▶ WHAT YOU ARE ASKED TO DO
Return the full material exactly.

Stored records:
• • • •

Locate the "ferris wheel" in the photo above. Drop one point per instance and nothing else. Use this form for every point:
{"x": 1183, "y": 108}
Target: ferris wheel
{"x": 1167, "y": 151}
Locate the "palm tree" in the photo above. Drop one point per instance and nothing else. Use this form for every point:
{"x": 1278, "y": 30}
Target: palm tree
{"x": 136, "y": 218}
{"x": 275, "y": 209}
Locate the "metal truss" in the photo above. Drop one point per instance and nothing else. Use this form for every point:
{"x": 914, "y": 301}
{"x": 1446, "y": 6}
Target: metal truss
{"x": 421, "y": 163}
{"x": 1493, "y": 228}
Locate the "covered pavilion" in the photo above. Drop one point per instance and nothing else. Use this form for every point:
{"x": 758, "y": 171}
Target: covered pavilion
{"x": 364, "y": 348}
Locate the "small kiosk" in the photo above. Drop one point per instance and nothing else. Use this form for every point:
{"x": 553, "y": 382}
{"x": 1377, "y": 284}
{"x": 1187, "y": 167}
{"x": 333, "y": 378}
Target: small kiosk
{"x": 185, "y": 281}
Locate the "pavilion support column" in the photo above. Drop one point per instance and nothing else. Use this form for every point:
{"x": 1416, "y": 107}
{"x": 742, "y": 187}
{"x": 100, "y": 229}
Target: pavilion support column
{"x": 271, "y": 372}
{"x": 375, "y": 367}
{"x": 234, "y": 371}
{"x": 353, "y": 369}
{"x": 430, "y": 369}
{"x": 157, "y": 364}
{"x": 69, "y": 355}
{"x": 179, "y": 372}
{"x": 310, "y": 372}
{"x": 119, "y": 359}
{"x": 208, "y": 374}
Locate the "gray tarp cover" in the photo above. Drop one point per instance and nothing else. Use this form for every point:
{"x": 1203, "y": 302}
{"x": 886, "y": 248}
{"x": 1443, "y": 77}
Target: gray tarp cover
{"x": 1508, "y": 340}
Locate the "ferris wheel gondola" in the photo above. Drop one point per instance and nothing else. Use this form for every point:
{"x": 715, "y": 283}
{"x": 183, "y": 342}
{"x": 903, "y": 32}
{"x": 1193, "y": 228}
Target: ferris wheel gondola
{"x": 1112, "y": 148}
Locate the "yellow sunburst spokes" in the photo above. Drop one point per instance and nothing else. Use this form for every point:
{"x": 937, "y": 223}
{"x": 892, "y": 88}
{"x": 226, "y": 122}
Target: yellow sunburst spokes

• • • •

▶ RESPONSE TO THIS EXERCISE
Locate the "ferris wheel" in the photo above. Drop one point per instance and nothing else. Use this form for every point:
{"x": 1183, "y": 108}
Target: ferris wheel
{"x": 1167, "y": 151}
Locate the "palm tree" in the photo above. Drop one point per instance and nothing else. Use this form for every point:
{"x": 1278, "y": 30}
Target: palm tree
{"x": 136, "y": 218}
{"x": 275, "y": 209}
Locate the "metal truss" in the photo above. Drop one point per instance and nothing else. Use this form for every point:
{"x": 914, "y": 301}
{"x": 1446, "y": 6}
Target: metal truss
{"x": 421, "y": 163}
{"x": 1493, "y": 228}
Locate the "covered pavilion" in the photo above. Drop one point per instance and nothing else. Use this form for every point:
{"x": 758, "y": 171}
Target: covered pavilion
{"x": 364, "y": 348}
Locate the "small kiosk" in the photo above. Drop one point per instance and nothing else. Use this form for every point:
{"x": 553, "y": 382}
{"x": 1377, "y": 284}
{"x": 1187, "y": 167}
{"x": 333, "y": 378}
Target: small kiosk
{"x": 185, "y": 281}
Locate the "pavilion support column" in the photo above. Drop one point per instance and nothing else. Use this form for every point:
{"x": 1416, "y": 107}
{"x": 742, "y": 187}
{"x": 100, "y": 229}
Target: pavilion support column
{"x": 271, "y": 372}
{"x": 375, "y": 367}
{"x": 234, "y": 371}
{"x": 353, "y": 369}
{"x": 430, "y": 369}
{"x": 157, "y": 364}
{"x": 69, "y": 355}
{"x": 179, "y": 372}
{"x": 310, "y": 372}
{"x": 119, "y": 359}
{"x": 208, "y": 374}
Locate the "gray tarp cover" in the photo above. Drop one point per instance and nothing else. Use this form for every point:
{"x": 1203, "y": 302}
{"x": 886, "y": 248}
{"x": 1443, "y": 77}
Target: gray tarp cover
{"x": 1508, "y": 340}
Locate the "ferris wheel gondola" in the photo above. Drop one point per instance and nothing else. Use this form for every point:
{"x": 715, "y": 283}
{"x": 183, "y": 342}
{"x": 903, "y": 32}
{"x": 1193, "y": 228}
Target: ferris wheel gondola
{"x": 1112, "y": 148}
Locate the "yellow sunburst spokes" in the photo above. Drop one point per instance and nothing else. Use this form for every point:
{"x": 937, "y": 223}
{"x": 892, "y": 88}
{"x": 226, "y": 122}
Target: yellow sunburst spokes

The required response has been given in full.